Your instructions
Search the entries for the word "textured" and pull out each line that has it.

##### Records provided #####

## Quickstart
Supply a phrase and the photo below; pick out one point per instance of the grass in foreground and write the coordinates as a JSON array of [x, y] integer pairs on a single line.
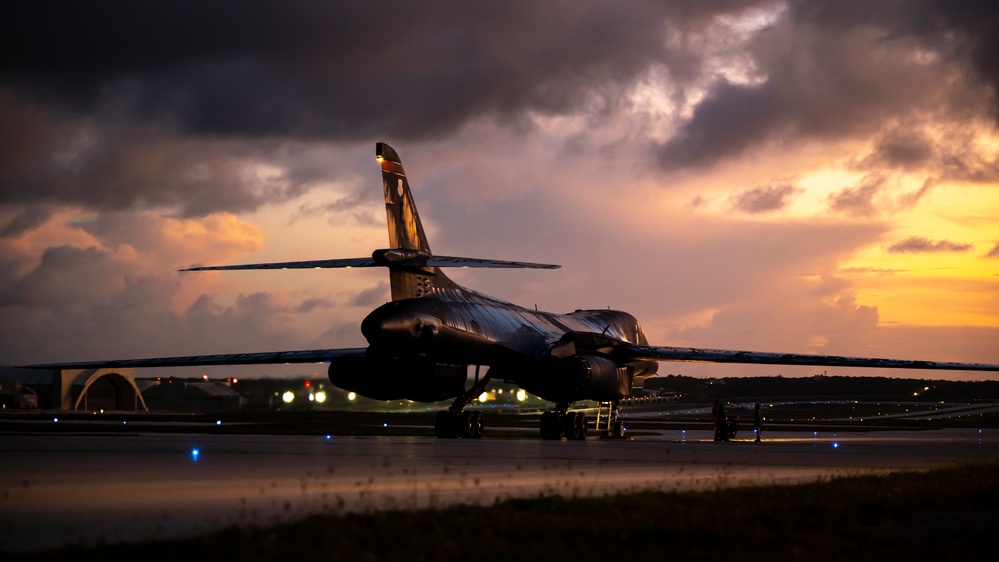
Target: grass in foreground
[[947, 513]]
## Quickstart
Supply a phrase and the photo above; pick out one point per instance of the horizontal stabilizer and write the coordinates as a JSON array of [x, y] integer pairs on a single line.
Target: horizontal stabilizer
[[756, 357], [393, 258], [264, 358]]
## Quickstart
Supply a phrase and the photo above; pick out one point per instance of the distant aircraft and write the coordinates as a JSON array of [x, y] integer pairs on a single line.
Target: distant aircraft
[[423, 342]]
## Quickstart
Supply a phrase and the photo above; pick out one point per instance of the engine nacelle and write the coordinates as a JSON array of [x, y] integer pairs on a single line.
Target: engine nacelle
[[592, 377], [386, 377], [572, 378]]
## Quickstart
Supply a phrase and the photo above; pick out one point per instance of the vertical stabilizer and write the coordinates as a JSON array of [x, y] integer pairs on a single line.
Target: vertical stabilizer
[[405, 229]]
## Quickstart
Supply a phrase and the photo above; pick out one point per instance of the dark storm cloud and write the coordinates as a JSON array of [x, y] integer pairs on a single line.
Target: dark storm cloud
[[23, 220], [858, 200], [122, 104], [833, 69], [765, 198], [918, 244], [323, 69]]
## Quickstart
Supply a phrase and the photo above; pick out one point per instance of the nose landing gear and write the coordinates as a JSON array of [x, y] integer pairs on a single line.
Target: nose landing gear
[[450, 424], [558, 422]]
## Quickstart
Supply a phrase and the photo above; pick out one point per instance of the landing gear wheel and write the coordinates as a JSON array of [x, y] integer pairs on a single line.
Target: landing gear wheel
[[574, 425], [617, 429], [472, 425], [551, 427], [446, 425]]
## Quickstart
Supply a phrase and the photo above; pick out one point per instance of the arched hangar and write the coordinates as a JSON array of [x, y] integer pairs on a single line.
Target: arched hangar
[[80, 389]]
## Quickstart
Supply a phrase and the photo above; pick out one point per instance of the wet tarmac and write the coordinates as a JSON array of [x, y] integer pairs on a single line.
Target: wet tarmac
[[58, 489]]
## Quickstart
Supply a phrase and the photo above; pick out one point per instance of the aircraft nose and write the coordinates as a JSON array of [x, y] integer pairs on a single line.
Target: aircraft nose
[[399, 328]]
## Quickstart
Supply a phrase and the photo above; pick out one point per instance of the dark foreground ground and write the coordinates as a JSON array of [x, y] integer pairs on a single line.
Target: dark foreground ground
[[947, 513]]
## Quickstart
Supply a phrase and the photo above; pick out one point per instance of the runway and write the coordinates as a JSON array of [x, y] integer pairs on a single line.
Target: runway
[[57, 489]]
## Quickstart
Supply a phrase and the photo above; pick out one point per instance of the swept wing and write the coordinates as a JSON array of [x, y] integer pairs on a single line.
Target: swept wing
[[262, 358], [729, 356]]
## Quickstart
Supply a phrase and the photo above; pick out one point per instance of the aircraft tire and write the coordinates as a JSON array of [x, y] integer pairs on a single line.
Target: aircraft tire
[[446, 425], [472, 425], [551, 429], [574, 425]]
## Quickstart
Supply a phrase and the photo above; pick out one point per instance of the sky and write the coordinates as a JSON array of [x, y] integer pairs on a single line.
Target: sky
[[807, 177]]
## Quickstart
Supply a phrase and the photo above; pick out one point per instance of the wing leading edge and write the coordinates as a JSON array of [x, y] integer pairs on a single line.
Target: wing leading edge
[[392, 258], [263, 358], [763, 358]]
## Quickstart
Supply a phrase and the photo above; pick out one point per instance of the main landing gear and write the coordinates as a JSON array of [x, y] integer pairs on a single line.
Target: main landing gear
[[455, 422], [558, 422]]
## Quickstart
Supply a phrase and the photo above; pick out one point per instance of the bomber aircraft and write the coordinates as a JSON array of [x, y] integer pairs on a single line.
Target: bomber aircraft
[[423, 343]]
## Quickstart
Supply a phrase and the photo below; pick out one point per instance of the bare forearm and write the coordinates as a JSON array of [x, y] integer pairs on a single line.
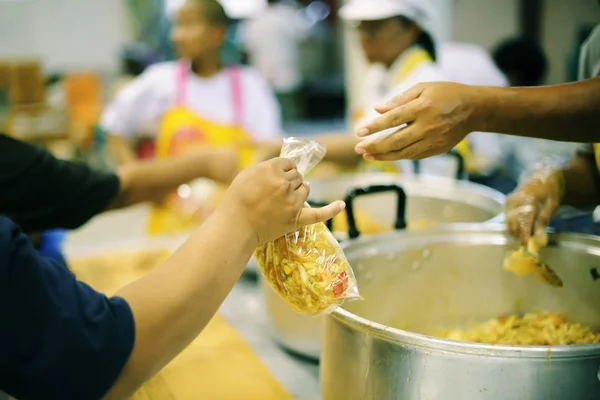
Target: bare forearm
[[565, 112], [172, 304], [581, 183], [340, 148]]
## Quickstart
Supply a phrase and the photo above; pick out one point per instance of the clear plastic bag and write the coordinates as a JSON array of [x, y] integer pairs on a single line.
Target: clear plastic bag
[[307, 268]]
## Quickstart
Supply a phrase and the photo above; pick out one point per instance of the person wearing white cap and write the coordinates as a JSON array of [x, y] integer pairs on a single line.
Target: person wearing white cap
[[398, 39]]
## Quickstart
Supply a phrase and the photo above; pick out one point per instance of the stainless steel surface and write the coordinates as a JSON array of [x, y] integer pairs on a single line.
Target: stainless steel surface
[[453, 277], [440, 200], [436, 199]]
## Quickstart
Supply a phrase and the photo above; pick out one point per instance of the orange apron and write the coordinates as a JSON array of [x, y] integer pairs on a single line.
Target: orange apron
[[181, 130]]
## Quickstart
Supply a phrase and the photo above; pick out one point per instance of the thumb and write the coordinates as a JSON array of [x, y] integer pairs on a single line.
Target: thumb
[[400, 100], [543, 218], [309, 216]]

#####
##### Records provided #####

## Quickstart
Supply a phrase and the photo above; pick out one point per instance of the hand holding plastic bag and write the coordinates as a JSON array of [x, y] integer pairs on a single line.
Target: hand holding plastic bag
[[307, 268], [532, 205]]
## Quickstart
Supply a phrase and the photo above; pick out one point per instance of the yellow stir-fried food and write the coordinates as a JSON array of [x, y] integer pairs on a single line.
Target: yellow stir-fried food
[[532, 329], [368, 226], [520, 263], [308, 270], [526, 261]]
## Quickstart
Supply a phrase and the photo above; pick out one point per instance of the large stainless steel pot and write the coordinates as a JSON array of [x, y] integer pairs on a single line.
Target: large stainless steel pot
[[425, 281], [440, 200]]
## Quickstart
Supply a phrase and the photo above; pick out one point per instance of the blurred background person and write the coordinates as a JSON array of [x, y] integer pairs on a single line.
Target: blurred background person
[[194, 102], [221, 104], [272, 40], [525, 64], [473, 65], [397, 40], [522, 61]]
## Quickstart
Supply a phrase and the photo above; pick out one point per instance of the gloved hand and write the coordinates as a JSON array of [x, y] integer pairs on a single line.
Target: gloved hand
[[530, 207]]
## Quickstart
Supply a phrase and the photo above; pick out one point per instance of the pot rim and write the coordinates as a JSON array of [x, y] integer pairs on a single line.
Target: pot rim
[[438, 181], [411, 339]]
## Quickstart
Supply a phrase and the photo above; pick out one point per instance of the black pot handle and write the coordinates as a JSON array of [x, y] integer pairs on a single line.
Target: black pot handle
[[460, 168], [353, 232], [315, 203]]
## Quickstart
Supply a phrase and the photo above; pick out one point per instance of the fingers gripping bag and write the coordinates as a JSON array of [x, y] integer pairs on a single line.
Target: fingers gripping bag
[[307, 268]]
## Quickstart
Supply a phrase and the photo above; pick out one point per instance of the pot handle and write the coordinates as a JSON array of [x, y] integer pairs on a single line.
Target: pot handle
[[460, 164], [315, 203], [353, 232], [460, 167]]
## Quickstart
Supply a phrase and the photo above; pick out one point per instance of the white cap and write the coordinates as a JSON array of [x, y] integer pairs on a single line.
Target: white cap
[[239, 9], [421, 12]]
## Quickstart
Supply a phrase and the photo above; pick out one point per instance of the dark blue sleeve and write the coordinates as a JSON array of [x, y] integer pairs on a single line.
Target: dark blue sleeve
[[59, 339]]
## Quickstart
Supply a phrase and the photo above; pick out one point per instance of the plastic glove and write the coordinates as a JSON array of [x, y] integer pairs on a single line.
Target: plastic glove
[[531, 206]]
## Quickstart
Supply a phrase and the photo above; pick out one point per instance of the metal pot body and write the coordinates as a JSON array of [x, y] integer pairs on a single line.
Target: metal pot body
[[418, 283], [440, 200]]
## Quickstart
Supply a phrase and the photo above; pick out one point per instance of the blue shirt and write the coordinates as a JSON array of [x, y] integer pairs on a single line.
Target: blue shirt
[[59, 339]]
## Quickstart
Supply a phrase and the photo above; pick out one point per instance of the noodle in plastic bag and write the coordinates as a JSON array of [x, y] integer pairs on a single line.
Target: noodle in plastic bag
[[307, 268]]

#####
##### Records provided #####

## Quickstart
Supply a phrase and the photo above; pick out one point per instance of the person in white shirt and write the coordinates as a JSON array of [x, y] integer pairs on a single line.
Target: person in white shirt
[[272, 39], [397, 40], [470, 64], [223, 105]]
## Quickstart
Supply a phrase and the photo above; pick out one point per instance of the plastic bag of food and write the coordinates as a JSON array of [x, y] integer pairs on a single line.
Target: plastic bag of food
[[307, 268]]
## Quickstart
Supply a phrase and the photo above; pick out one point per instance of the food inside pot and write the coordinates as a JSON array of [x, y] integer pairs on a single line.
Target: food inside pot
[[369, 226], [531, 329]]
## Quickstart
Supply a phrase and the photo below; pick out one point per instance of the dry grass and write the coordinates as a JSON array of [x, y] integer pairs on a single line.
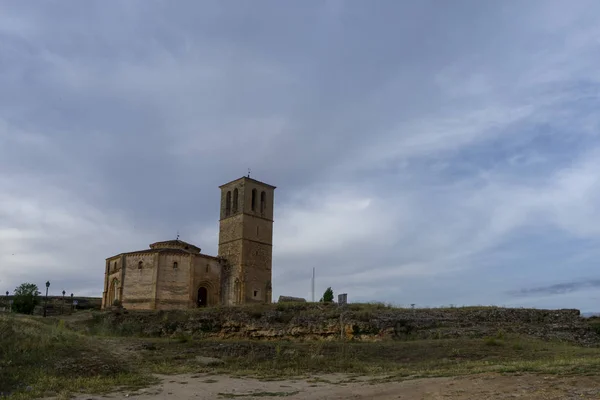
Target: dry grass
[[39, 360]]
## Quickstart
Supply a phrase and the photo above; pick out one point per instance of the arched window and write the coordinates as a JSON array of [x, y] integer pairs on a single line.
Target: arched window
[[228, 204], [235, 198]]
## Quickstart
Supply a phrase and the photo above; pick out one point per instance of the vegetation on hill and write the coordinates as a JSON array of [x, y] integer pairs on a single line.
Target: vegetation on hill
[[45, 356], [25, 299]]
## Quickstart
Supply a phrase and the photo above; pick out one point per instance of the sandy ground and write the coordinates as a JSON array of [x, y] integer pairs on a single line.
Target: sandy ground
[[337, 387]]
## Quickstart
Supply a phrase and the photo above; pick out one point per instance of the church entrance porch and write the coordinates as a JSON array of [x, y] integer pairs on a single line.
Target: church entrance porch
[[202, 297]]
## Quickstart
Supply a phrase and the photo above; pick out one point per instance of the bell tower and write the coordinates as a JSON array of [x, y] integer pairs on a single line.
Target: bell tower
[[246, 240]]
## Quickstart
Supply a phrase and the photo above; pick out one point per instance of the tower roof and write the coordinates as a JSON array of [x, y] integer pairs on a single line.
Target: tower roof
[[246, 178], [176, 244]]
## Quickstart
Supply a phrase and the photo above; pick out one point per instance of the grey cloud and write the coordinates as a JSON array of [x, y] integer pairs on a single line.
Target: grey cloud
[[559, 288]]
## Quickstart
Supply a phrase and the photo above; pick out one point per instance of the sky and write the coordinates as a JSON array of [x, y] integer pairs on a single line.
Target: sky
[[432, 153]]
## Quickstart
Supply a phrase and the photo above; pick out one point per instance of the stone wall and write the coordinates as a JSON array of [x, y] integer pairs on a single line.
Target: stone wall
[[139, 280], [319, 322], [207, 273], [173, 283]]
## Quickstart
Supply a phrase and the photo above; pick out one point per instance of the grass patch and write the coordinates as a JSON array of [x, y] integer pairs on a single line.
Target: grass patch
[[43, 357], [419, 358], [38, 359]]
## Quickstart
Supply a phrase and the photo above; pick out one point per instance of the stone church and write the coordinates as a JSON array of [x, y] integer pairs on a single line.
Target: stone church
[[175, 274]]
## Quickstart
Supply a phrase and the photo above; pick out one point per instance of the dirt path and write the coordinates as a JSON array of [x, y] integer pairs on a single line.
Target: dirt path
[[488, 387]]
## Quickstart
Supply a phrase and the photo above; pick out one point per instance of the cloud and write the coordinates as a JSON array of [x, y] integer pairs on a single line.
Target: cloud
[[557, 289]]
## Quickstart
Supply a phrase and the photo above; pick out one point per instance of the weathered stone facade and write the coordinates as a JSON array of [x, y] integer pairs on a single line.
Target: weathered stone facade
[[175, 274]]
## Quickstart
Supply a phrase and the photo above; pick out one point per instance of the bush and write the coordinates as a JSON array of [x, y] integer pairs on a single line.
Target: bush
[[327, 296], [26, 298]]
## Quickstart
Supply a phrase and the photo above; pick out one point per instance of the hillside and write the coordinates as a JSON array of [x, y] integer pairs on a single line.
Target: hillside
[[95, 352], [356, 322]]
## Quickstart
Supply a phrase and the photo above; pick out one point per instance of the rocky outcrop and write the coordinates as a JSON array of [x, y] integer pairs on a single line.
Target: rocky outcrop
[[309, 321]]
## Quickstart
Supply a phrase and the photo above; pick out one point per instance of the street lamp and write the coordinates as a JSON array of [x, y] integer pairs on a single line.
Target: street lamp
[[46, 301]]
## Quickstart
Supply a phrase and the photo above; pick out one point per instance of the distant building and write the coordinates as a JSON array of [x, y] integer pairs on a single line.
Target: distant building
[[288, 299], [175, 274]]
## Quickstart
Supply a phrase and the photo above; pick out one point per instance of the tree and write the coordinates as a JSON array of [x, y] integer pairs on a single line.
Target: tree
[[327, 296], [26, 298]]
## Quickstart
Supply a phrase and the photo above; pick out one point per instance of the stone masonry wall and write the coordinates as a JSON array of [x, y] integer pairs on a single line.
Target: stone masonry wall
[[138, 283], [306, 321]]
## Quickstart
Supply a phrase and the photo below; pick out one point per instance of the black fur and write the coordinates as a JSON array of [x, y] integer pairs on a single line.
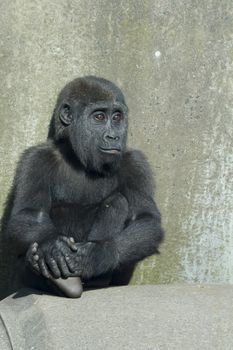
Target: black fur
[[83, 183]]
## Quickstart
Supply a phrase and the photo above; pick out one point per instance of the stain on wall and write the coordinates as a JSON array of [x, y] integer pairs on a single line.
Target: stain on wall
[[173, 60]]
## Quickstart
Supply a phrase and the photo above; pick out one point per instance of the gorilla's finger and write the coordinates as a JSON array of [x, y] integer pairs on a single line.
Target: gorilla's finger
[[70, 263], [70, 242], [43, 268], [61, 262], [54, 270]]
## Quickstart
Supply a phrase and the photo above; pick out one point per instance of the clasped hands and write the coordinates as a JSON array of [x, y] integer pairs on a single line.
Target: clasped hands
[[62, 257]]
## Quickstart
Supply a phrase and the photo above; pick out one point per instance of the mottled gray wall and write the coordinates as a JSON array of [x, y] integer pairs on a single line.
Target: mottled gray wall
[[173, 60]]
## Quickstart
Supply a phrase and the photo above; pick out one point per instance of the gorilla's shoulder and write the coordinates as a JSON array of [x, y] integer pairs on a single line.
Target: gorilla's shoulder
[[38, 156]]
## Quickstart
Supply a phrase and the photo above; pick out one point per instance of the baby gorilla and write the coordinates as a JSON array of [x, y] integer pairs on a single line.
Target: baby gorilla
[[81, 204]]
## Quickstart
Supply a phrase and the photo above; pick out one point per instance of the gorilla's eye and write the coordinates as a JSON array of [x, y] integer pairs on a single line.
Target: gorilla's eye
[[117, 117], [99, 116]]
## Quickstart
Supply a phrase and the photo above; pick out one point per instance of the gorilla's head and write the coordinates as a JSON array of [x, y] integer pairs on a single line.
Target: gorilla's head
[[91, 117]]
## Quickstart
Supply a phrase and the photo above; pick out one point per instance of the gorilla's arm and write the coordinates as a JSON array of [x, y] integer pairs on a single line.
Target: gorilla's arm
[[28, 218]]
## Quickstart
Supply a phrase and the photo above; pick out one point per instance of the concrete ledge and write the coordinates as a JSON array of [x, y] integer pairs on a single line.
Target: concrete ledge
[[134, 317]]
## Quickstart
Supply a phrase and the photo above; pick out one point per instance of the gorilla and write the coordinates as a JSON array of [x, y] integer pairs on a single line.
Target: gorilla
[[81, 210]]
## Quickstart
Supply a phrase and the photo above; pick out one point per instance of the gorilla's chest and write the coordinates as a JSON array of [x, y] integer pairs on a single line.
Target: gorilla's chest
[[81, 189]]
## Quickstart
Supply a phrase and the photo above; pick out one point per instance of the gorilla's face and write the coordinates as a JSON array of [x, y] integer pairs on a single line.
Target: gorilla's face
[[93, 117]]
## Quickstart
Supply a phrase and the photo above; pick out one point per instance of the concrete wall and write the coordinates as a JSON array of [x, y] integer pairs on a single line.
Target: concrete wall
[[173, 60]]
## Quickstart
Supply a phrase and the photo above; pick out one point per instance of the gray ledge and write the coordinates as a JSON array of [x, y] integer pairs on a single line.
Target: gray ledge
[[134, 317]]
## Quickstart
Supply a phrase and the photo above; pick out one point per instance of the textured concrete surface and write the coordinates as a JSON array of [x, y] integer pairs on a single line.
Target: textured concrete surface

#####

Result below
Supply a phrase and the photo above; pick out one point per instance of the textured concrete surface and write the coordinates as a JSON array of [x, y] integer pairs on a single line.
Target: textured concrete surface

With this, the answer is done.